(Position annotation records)
---*---

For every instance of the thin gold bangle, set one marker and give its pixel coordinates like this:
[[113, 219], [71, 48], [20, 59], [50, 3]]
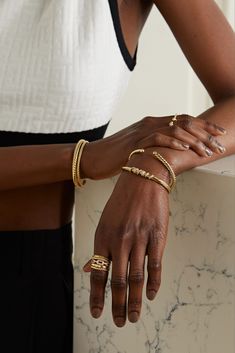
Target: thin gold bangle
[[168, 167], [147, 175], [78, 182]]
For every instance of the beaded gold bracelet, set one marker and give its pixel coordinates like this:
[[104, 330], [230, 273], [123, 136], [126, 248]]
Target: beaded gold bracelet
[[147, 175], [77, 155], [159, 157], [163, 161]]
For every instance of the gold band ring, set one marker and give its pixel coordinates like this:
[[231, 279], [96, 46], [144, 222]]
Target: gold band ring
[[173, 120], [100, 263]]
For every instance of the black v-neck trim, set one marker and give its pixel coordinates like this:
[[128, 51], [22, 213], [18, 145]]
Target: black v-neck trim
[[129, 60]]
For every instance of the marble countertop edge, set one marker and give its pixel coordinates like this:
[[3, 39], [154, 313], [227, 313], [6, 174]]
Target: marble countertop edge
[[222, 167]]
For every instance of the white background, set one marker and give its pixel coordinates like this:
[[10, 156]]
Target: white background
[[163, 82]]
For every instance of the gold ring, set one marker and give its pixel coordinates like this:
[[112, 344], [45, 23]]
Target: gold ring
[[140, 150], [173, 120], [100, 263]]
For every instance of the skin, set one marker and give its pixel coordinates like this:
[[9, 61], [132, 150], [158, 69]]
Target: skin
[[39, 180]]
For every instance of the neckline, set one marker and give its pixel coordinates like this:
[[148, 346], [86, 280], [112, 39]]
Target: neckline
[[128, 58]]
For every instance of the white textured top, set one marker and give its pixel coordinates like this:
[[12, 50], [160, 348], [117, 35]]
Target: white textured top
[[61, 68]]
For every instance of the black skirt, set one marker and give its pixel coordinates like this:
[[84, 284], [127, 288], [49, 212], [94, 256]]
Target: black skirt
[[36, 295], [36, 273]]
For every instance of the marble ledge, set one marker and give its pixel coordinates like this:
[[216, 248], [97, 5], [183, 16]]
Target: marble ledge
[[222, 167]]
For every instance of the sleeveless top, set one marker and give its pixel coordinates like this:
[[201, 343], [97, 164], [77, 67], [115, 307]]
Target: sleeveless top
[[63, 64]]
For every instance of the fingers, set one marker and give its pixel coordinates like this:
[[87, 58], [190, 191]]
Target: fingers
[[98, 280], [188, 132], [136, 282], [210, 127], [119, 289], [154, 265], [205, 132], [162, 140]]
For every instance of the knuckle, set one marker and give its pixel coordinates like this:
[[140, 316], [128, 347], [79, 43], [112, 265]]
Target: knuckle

---*---

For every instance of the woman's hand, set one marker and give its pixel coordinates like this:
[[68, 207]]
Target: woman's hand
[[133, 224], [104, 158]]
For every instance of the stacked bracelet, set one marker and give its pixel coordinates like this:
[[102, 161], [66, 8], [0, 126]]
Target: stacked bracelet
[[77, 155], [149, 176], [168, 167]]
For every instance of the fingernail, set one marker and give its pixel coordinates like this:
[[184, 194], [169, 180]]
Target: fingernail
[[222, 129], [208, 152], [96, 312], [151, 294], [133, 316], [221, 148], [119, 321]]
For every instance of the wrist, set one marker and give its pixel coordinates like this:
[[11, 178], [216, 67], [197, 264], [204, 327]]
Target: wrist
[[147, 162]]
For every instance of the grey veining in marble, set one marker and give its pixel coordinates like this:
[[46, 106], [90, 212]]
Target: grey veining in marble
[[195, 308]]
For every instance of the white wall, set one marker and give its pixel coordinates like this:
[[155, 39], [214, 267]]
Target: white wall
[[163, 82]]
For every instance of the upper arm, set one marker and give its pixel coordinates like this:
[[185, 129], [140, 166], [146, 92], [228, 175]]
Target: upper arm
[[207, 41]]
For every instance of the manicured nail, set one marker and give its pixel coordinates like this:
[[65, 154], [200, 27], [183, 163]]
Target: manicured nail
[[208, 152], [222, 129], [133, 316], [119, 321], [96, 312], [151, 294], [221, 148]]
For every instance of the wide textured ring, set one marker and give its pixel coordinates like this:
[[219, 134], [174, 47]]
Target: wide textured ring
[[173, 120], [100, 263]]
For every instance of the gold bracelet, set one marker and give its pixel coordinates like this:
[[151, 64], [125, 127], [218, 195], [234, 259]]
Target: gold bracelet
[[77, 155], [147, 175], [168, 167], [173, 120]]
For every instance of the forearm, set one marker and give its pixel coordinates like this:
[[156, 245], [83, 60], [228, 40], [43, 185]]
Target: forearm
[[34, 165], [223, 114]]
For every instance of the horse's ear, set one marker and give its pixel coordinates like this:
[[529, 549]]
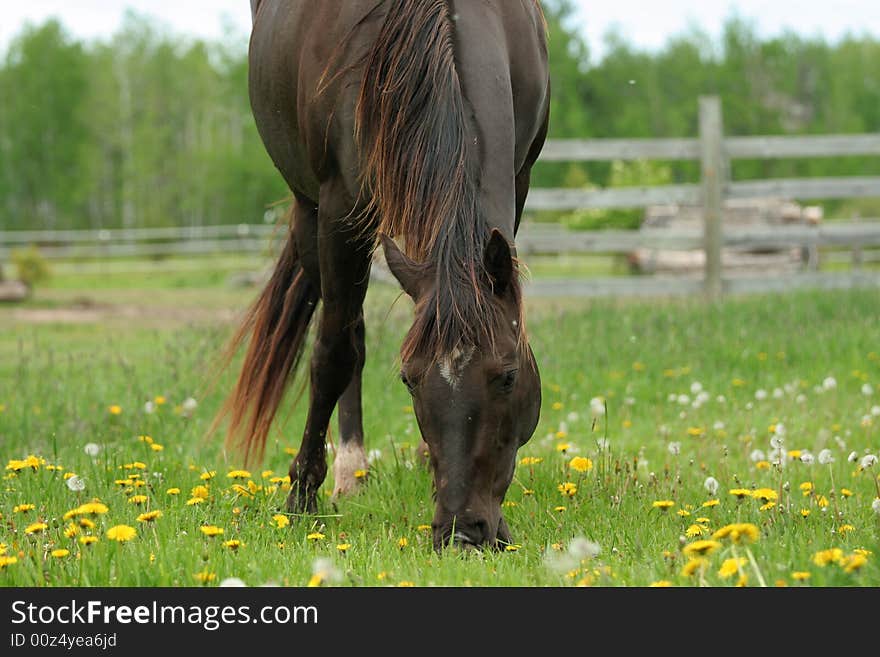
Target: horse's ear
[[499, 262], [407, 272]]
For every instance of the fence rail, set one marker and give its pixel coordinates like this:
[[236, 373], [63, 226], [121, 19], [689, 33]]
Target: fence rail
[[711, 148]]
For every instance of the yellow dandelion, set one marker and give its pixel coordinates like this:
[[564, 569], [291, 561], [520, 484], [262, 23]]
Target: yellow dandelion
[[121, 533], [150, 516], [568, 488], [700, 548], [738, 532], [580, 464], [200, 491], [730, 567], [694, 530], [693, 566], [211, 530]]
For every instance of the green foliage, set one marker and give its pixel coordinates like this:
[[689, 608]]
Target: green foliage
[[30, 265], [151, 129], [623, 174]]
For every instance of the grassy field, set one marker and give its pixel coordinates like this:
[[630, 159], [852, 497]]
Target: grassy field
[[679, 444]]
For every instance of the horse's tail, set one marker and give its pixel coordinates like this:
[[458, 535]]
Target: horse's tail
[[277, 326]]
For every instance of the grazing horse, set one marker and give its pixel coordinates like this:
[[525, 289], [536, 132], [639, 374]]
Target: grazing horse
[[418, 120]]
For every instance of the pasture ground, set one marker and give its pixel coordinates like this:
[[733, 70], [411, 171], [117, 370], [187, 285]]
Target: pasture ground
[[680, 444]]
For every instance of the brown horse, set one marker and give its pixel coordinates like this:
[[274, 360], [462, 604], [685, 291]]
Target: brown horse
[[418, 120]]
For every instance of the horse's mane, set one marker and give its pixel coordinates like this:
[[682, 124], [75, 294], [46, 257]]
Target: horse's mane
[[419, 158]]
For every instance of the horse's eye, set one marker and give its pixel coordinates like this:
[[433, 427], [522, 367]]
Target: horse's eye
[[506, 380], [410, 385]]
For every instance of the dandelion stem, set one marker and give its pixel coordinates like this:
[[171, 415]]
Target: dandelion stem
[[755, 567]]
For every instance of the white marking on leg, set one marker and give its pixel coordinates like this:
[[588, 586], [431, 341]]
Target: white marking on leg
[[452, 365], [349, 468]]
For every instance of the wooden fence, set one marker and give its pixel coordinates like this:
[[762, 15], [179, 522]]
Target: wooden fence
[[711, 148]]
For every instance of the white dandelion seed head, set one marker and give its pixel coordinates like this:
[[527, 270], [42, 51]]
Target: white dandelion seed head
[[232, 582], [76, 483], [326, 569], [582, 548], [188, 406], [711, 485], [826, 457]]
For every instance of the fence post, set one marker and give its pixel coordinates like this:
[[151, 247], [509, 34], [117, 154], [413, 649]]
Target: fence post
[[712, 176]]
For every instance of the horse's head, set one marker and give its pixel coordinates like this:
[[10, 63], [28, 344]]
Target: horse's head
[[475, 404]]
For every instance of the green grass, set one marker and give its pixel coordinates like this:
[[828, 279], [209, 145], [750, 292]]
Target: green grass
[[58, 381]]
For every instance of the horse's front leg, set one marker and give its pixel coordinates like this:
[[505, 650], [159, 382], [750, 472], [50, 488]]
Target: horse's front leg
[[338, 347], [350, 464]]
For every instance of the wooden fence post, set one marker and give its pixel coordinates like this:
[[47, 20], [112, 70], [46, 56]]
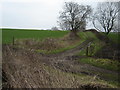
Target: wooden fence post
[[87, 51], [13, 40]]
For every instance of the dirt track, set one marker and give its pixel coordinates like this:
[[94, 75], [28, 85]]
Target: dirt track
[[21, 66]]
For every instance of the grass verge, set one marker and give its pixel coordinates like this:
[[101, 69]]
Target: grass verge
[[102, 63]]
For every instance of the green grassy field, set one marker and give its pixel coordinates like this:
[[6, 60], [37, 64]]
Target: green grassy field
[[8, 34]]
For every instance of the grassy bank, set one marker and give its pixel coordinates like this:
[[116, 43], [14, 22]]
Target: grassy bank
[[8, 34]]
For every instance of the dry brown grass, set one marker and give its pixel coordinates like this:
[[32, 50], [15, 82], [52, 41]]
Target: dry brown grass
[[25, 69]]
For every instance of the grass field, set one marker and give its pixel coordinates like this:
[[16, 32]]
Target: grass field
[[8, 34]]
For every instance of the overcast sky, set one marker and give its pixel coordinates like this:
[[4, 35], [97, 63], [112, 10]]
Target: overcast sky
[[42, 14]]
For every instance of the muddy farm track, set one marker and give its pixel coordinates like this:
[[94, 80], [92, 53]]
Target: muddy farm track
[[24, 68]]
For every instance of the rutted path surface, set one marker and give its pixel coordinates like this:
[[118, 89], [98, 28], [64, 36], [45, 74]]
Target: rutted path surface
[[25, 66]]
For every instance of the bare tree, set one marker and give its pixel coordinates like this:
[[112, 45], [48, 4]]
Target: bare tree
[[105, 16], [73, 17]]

---*---

-- GIVEN PROBLEM --
Locate each line above that contains the string "muddy" and copy those lines in full.

-- RESULT --
For every instance of the muddy farm track, set one marker and give its pixel coordinates like this:
Target: muddy farm track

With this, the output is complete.